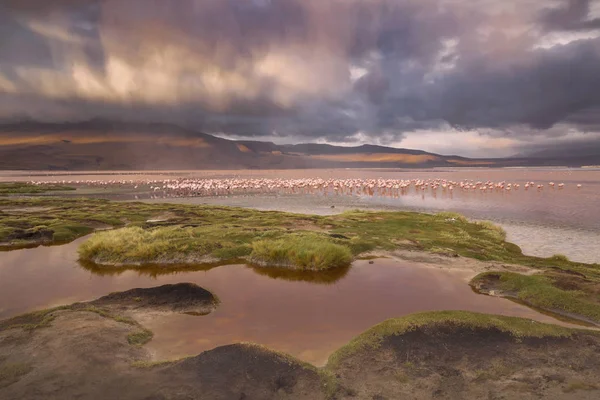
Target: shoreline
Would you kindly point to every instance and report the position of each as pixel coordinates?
(534, 239)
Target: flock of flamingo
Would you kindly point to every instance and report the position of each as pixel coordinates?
(383, 187)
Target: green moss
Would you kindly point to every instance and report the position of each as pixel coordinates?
(303, 251)
(228, 233)
(517, 327)
(541, 291)
(140, 337)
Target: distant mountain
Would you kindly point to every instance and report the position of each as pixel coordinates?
(114, 145)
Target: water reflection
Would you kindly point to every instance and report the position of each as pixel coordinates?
(155, 271)
(307, 315)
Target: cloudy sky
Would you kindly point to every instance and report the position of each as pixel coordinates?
(468, 77)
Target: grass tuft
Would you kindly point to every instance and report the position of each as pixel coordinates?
(302, 251)
(516, 327)
(140, 338)
(541, 291)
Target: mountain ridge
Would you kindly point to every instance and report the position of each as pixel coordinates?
(108, 144)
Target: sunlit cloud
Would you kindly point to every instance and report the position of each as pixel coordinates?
(454, 76)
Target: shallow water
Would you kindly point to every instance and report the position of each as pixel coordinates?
(543, 222)
(286, 312)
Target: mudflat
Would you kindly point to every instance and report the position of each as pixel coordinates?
(90, 351)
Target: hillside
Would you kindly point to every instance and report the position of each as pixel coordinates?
(109, 145)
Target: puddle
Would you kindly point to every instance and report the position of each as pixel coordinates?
(306, 315)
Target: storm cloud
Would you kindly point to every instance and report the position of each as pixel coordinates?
(307, 69)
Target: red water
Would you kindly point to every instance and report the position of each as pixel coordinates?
(292, 313)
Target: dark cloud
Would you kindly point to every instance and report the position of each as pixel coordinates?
(304, 68)
(573, 15)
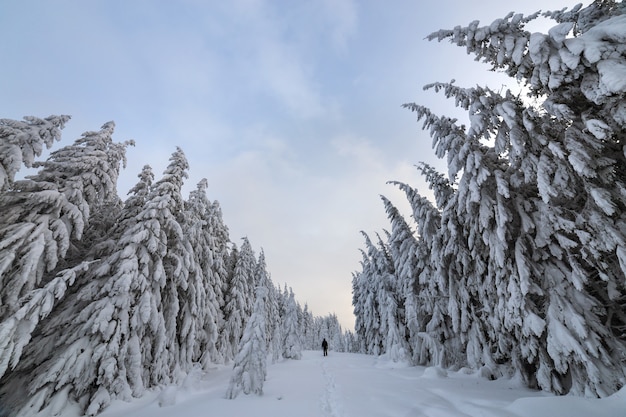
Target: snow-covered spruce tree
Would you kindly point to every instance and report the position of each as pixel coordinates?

### Set task
Rewrite every line of the entries above as a Markdown table with the columns "Row" and "Text", numbering the rows and skipping blank lines. Leave the pictures out.

### Task output
| Row | Text |
|---|---|
| 1 | Target: shoreline |
| 2 | Would you kindly point to every instance and report the position of each as pixel coordinates? |
| 3 | (534, 239) |
| 4 | Target: flock of flamingo |
| 5 | Would you kindly point to every instance and report the position of each as pixel coordinates? |
| 6 | (383, 187) |
| 7 | Target: green moss |
| 8 | Would you kindly point to every instance and report the position of each as pixel coordinates? |
| 9 | (303, 251) |
| 10 | (228, 233) |
| 11 | (517, 327) |
| 12 | (541, 291) |
| 13 | (140, 337) |
| 14 | Target: distant mountain |
| 15 | Would you kindly point to every instance and report the position of each as pixel coordinates? |
| 16 | (114, 145) |
| 17 | Target: water reflection |
| 18 | Would you kindly point to every instance and report the position of each as pixel coordinates? |
| 19 | (155, 271) |
| 20 | (307, 315) |
| 21 | Target: cloudy sky |
| 22 | Would you kindly point to every instance and report the position of each as pixel coordinates? |
| 23 | (468, 77) |
| 24 | Target: grass tuft |
| 25 | Would you kindly point to every instance and report the position of each as pixel coordinates? |
| 26 | (302, 251) |
| 27 | (516, 327) |
| 28 | (140, 338) |
| 29 | (541, 291) |
| 30 | Target: mountain ridge |
| 31 | Would you kindly point to every instance and report the position of each as pixel coordinates? |
| 32 | (108, 144) |
| 33 | Target: sunlit cloud |
| 34 | Would you kindly point to every instance and report the position of each as pixel coordinates? |
| 35 | (454, 76) |
| 36 | Target: shallow water |
| 37 | Would you kindly point to every instance and report the position of each as pixel coordinates? |
| 38 | (543, 222) |
| 39 | (286, 312) |
| 40 | Target: mudflat |
| 41 | Would you kindly point to every instance and report the position of each as pixel coordinates? |
| 42 | (90, 351) |
| 43 | Target: hillside |
| 44 | Would you kindly point to every instance and report the position of each as pixel coordinates? |
| 45 | (109, 145) |
| 46 | Target: puddle |
| 47 | Would you kindly point to every instance and report the position of each as pixel coordinates? |
| 48 | (306, 315) |
| 49 | Target: storm cloud |
| 50 | Would you kindly point to every instance and report the position of each as pixel coordinates? |
| 51 | (307, 69) |
| 52 | Target: red water |
| 53 | Would you kindly point to every instance and report the position of each as pixel coordinates? |
| 54 | (292, 313) |
| 55 | Target: dark cloud |
| 56 | Would you kindly point to every instance and report the position of each as pixel coordinates? |
| 57 | (304, 68) |
| 58 | (573, 15) |
| 59 | Target: snow-covered spruce tree |
| 60 | Would you kindly point to every instance and report the position of each as pixel coordinates? |